## EXTRAIT CHOISI
'''
Eugénie Lefebvre prend la relève de Mathé Perrin à la présidence du Printemps de septembre. Nous la rencontrons pour échanger avec elle au sujet de son parcours, de sa vision de la création, des projets et changements à venir en ce qui concerne le festival.
Pouvez-vous me parler de votre parcours et de la façon dont s’est fait votre goût pour l’art ?
Mon goût pour l’art s’est construit dès ma plus tendre enfance. J’ai eu la chance à cette période d’habiter plusieurs années à Paris et d’aller à la FIAC tous les ans, comme une sorte de tradition très importante, qui a beaucoup forgé mon goût et ma connaissance pour la création contemporaine. C’est quelque chose qui m’a accompagnée tout au long de ma vie et qui est devenu un intérêt vraiment personnel et central dans ma vie d’adulte.
'''
## DONNÉES ENREGISTRÉES
'''
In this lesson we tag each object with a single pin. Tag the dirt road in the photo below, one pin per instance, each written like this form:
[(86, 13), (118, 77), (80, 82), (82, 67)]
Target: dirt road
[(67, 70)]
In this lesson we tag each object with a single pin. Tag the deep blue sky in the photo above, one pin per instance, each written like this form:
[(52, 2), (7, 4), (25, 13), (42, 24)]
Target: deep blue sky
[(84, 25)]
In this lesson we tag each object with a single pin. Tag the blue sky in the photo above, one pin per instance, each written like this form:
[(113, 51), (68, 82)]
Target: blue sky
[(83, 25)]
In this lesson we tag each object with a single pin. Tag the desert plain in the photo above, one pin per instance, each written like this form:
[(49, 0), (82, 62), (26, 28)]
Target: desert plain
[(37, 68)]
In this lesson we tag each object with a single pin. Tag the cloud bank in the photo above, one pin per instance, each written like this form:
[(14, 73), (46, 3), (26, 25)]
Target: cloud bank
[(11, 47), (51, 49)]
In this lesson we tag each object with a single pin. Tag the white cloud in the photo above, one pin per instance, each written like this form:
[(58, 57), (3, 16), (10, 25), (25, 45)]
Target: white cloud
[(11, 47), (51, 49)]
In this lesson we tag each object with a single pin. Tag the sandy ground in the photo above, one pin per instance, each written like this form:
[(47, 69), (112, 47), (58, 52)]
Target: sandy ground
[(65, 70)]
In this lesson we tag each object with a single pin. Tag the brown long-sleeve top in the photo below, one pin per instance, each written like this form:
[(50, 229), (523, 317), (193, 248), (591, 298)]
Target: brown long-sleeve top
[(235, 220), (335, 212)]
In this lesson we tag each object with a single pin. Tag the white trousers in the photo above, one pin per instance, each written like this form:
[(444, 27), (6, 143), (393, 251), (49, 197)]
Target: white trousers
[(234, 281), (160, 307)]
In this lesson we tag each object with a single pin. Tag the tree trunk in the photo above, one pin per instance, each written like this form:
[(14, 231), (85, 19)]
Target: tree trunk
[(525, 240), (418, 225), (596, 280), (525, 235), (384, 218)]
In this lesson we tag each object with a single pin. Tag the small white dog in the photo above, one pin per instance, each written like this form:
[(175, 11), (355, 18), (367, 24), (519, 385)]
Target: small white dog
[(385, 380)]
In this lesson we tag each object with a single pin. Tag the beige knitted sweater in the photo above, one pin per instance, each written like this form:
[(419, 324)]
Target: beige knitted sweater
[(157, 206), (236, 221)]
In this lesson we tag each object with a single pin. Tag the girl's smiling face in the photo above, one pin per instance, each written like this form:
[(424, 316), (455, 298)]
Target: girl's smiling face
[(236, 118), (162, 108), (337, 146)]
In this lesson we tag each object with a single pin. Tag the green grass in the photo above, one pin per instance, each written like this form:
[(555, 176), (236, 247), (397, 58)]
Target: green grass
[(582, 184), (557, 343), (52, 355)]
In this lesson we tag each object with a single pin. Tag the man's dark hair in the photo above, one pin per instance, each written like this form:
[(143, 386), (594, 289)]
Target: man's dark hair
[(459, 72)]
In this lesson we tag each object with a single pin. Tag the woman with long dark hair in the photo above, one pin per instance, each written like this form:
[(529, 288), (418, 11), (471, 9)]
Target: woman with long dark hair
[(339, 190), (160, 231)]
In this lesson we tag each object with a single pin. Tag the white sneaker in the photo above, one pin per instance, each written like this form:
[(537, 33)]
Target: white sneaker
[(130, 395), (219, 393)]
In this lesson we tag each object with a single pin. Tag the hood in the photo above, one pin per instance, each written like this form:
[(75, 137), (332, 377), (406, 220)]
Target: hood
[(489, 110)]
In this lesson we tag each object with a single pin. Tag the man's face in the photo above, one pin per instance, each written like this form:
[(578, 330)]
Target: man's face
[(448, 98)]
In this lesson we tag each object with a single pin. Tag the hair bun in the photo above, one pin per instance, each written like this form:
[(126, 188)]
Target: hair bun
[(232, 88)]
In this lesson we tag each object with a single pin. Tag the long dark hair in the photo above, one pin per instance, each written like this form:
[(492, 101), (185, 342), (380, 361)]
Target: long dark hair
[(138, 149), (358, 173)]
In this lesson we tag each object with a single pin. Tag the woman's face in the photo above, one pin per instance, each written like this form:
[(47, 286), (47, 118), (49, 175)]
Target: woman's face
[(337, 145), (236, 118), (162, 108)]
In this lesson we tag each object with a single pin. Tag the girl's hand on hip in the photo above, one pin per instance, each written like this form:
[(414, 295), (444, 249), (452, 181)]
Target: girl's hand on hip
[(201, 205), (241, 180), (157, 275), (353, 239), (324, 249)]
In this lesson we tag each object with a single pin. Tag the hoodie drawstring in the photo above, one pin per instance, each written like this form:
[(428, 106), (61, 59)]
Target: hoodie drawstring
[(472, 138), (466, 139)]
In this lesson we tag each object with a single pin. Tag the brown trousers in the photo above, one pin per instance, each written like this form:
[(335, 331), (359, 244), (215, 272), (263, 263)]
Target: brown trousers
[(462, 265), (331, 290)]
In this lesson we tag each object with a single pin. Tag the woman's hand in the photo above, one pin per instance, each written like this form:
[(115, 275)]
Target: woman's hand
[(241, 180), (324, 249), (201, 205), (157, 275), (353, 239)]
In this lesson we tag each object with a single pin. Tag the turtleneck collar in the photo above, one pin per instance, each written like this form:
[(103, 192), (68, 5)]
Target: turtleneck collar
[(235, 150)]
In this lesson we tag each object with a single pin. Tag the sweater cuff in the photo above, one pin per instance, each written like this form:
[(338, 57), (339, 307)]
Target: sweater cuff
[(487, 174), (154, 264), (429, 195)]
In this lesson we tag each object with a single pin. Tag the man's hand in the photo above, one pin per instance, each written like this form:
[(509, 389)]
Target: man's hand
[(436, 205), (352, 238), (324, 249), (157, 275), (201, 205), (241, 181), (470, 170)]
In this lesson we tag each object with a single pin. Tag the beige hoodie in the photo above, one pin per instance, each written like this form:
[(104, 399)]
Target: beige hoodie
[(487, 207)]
'''
## TÂCHE À RÉALISER
Reprenez l'entretien avec Eugénie Lefebvre sur le Printemps de septembre juste après sa dernière phrase, et poursuivez-le.

## RÉSULTAT OBTENU
Mon parcours est lui plus généraliste. J’ai eu besoin de répondre à ma soif d’apprentissage et de culture générale, et j’ai ainsi commencé mes études de Sciences Politiques à Aix-en-Provence. J’avais d’ailleurs là-bas suivi des cours d’Histoire de l’Art en option, j’avais toujours ça quelque part dans ma tête. J’ai ensuite rejoint H.E.C pour acquérir un apprentissage général, une connaissance globale de l’ensemble des domaines de management, de marketing, de finance, etc. À la suite de ce cursus j’ai commencé à travailler dans l’agence de publicité BETC, l’une des plus grandes agences françaises et européennes. Ce travail a comblé un temps mon attirance pour l’art car il articulait de manière stratégique création et business, créativité et quotidien. Cela a néanmoins rapidement eu ses limites et j’avais atteint un réel point de frustration quand j’ai eu l’opportunité d’accompagner le projet de transformation de l’agence BETC et son déménagement du 10e arrondissement de Paris à Pantin (93), de l’autre côté du périphérique, dans d’anciens magasins généraux. J‘ai pris la direction du projet auprès de l’un des fondateurs de BETC, Rémi Babinet, pendant 4 ans. Ce projet recouvrait de multiples facettes : architecture, urbanisme, nouveaux modes de travail, design, etc. Et en filigrane, il y avait la volonté très forte de s’inscrire dans le territoire de Pantin et de la Seine-Saint-Denis et d’avoir un rez-de-chaussée ouvert dans lequel il y aurait une programmation culturelle accessible à tous. Après 4 ans de projet, une fois nos valises posées à Pantin, nous avons créé et développer ce centre de création qui a conservé son nom, les Magasins généraux.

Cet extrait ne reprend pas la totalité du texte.